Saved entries

* * * * * * *

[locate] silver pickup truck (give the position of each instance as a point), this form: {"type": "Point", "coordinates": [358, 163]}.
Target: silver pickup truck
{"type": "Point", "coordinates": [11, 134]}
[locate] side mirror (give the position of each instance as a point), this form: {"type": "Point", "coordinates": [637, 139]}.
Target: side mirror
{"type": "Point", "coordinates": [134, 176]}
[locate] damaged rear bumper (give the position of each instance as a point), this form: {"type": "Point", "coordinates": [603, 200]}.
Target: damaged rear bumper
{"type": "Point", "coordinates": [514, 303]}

* * * * * * *

## WORK REQUIRED
The whole set of records needs to be written out exactly.

## RESPONSE
[locate] silver pickup truck (give the position of each instance as a point), this form: {"type": "Point", "coordinates": [358, 163]}.
Target: silver pickup truck
{"type": "Point", "coordinates": [11, 134]}
[locate] side mirror (give the position of each instance as a point), this form: {"type": "Point", "coordinates": [637, 139]}.
Target: side mirror
{"type": "Point", "coordinates": [134, 176]}
[locate] damaged rear bumper (give the position of each instance as a point), this form: {"type": "Point", "coordinates": [603, 200]}.
Target: damaged rear bumper
{"type": "Point", "coordinates": [514, 303]}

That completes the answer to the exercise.